* _WRITTEN EXERCISE_:
Go through the listing and copy every line word for word.

* _DATA LISTING_:

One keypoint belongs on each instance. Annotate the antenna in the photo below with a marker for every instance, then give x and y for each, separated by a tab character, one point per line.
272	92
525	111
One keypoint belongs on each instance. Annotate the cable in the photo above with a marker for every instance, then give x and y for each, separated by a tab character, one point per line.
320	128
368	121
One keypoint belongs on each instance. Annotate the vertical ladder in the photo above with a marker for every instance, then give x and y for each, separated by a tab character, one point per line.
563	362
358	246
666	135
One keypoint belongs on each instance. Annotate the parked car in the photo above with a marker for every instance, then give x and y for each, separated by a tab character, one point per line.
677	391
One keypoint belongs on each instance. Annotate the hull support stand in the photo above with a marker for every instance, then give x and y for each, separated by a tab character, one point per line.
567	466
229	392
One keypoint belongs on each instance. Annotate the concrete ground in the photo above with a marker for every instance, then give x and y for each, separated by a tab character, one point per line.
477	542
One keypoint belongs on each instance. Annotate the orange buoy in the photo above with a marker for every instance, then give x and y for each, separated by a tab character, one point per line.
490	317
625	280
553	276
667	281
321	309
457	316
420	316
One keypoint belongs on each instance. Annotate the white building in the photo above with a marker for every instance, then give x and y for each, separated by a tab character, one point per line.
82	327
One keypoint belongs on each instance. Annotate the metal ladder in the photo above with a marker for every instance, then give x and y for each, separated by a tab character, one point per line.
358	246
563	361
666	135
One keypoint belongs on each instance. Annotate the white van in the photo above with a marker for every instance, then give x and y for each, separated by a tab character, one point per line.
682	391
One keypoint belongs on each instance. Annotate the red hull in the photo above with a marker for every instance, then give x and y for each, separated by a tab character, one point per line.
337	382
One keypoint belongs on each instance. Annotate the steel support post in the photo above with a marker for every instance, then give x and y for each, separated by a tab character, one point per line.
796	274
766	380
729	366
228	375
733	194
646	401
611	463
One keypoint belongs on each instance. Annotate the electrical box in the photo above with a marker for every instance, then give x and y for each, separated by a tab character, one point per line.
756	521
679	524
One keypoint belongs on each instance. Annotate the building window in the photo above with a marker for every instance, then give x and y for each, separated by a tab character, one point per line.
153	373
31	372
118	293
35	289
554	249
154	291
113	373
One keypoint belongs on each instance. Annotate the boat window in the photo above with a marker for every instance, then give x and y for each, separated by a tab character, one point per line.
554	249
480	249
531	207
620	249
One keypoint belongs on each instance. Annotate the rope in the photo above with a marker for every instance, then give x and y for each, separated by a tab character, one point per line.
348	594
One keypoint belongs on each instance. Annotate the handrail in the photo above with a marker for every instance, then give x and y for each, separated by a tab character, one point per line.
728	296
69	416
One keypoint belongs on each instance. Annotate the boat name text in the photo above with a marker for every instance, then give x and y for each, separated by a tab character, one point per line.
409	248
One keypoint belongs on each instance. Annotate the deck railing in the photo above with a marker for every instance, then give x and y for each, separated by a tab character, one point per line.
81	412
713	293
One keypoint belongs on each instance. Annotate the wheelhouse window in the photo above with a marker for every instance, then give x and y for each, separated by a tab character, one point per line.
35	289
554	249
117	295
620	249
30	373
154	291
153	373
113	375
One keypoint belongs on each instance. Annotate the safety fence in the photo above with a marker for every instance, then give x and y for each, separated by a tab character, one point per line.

* _TASK ANSWER_:
One keypoint belongs on each instance. Annotate the antenna in the photo below with a marker for every instance, then give x and y for each, separated by a tab character, one point per line.
272	92
525	111
One keypoint belongs on each instance. Annotate the cable in the photo above with a marker for every instance, then give x and y for each, separated by a tab character, one point per line.
320	128
368	121
One keypoint belongs on each instance. Annotate the vertical ladder in the photo above with a marker for every instance, then give x and y for each, separated by a tab character, one point per line.
563	362
358	246
666	135
One keypoint belongs on each instance. Annotate the parked car in the photo above with a marker for every instance, then give x and y for each, separated by a tab character, one point per line.
677	391
One keypoint belongs on each instance. Annotate the hull support stand in the photo above with a marker for every instance, then give x and y for each, separated by a tab character, one point per line.
567	466
229	392
One keypoint belongs on each instance. Annotate the concrete ground in the photo above with a marker for every instance, then give x and y for each, separated by a tab character, one point per line.
477	542
One keypoint belongs on each instance. Annotate the orange buoy in the photo above with a marker for every instance, then give x and y for each, separated by a tab character, one point per line.
490	317
625	280
553	276
667	281
321	309
457	316
420	316
One keypoint belongs on each instance. Annotate the white building in the photo above with a marker for every instance, then give x and y for each, separated by a tab character, one point per line.
82	327
One keypoint belongs on each instance. Annotate the metal ladder in the photo above with a marker for every instance, then give x and y for each, separated by a tab character, one point per line.
358	246
563	361
666	135
One keypoint belongs on each instance. Annotate the white van in the photo above with a marker for every instance, then give x and y for each, separated by a tab character, one point per line.
682	391
One keypoint belongs on each instance. Annotate the red hull in the photo above with a marker for every instance, then give x and y for each, separated by a tab character, one point per line.
337	382
One keypoint belongs on each instance. Annotate the steel support post in the photo above with a marker for every instance, then give x and y for each, separated by a tab character, one point per line.
796	274
766	380
729	366
228	375
733	194
646	401
611	463
One keypoint belongs on each instance. Annotate the electrical box in the photo above with a marker for every instance, then give x and y for each, separated by a tab character, one point per line.
756	521
679	524
One keypoint belongs on each instance. Annotate the building window in the photo above with a marker for every instance, then give x and y for each, separated by a tab character, one point per line.
153	373
31	372
118	293
35	289
554	249
154	291
113	373
One keypoint belongs on each instance. Annotate the boat window in the photo above with a marker for every instance, then give x and y for each, separated by a tab character, one point per line.
554	249
480	249
531	207
620	249
One keypoint belongs on each instance. Annotate the rope in the photo above with a marker for every instance, then give x and y for each, separated by a tab character, one point per line.
348	594
One keypoint belongs on each instance. Annotate the handrail in the photo above with a marker for every instance, then give x and y for each, separated by a tab character, one point per line.
728	296
69	416
One keypoint belongs on each instance. Annotate the boat name text in the photo above with a marker for every instance, then give x and y for each, separated by a tab character, one point per line.
409	248
One keypoint belongs on each instance. Annotate the deck railing in the photo above with a marker for every instance, then give x and y for each, separated by a tab character, one point per line.
81	412
713	293
One keypoint belongs on each instance. Annotate the wheelhouse window in the photo above with a marker for every instance, then give x and y for each, separated by a tab character, one point per line.
35	289
554	249
117	295
620	249
30	373
154	291
153	373
113	375
One keypoint belongs on each instance. Annotate the safety fence in the photo above with a marker for every instance, then give x and y for each, separated by a tab character, one point per line.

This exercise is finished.